- _SUPPLIED TEXT_:
— Start —

Moral panic is a concept that examines inconsistent reaction to an event or person. Crimes concerning youths have occurred over the years which have provoked a strong reaction from the public. This essay will mainly focus on how the media reported two events, the Clacton riots in the 1960’s and the murder of toddler James Bulger in the 1990’s and how the public responded to them. It will examine the role of the media, in particular newspapers and will try to determine if moral panic is devised through media reporting.
Stanley Cohen was the first Sociologist to use the concept of “moral panic” in the early 1970s to describe political, social or media influence (Jewkes, 2011). Cohen (1972, p. 9) defines moral panic as “A condition, episode, person or group of persons that emerges to become defined as a threat to societal values and interests” (Cohen, 1972).
Although it was Jock Young in 1971 who first explored the role of the mass media in labelling non conformists groups and manufacturing crime waves (Jewkes, 2011). As well as moral panic is the theory of a “folk devil”, a name used by Stanley Cohen (1972) to describe a specific body that exists which is often created to understand societal anger. A folk devil ‘is typically identified with the evil doings of an individual or group of people (Ungar: 292).

The folk devil in moral panic theory is seen to represent a threat to society and is viewed as “evil” and why action is required to remove or counteract this threat. The threat over exaggerates the consequence (Goode and Ben-Yehuda, 1996). However, it is this corresponding reaction that results in real fear. Though the reasons for this anxiety may be untrue or exaggerated, the fear remains (Goode and Ben-Yehuda, 1996).

Cohen looked at the way in which the mass media moulds events, elaborates the facts and accordingly turn them into a national issue (Cohen, 1972).
Cohen 's interest was in youth culture and its perceived potential threat to social order. The Mods and Rockers, Skinheads and Hells Angels all became associated with certain types of violence, which provokes a reaction from the public (Cohen, 1972).

— End —

- _DATA FOR THIS EXERCISE_:

— Start —

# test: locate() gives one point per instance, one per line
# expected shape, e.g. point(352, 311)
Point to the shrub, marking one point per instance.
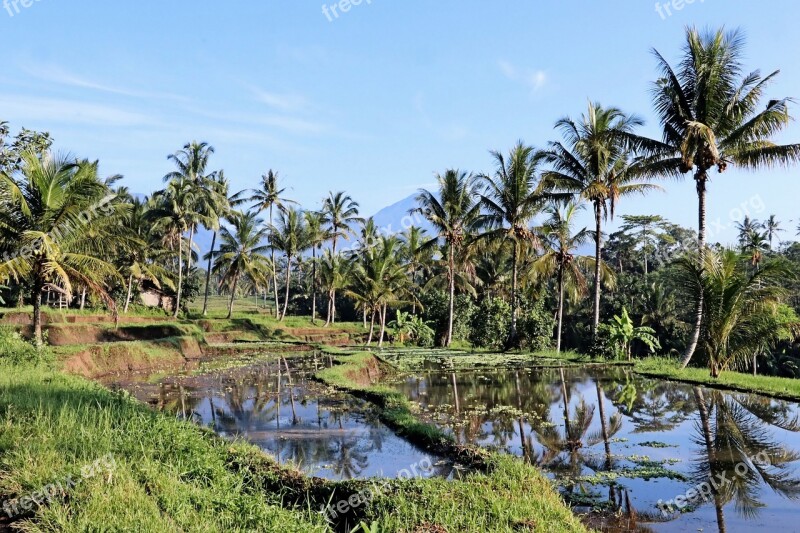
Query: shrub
point(490, 324)
point(436, 313)
point(17, 350)
point(535, 326)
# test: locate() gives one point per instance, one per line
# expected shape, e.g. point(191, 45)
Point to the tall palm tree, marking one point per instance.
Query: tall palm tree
point(513, 196)
point(172, 211)
point(773, 227)
point(242, 253)
point(268, 197)
point(192, 164)
point(736, 306)
point(291, 237)
point(560, 242)
point(140, 250)
point(712, 115)
point(317, 236)
point(221, 205)
point(46, 210)
point(334, 271)
point(595, 163)
point(340, 212)
point(379, 281)
point(454, 213)
point(418, 253)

— End —

- _JOB 1_: Repeat everything in the moral panic essay from "The folk devil" down to "remains (Goode and Ben-Yehuda, 1996).", including both ends.
- _JOB 2_: Format everything from the start of the records down to the line containing "point(535, 326)", that line included, as a JSON list of strings with one string per line and no blank lines. Leave out the pictures.

- _EXERCISE RESPONSE 1_:
The folk devil in moral panic theory is seen to represent a threat to society and is viewed as “evil” and why action is required to remove or counteract this threat. The threat over exaggerates the consequence (Goode and Ben-Yehuda, 1996). However, it is this corresponding reaction that results in real fear. Though the reasons for this anxiety may be untrue or exaggerated, the fear remains (Goode and Ben-Yehuda, 1996).

- _EXERCISE RESPONSE 2_:
[
  "# test: locate() gives one point per instance, one per line",
  "# expected shape, e.g. point(352, 311)",
  "Point to the shrub, marking one point per instance.",
  "Query: shrub",
  "point(490, 324)",
  "point(436, 313)",
  "point(17, 350)",
  "point(535, 326)"
]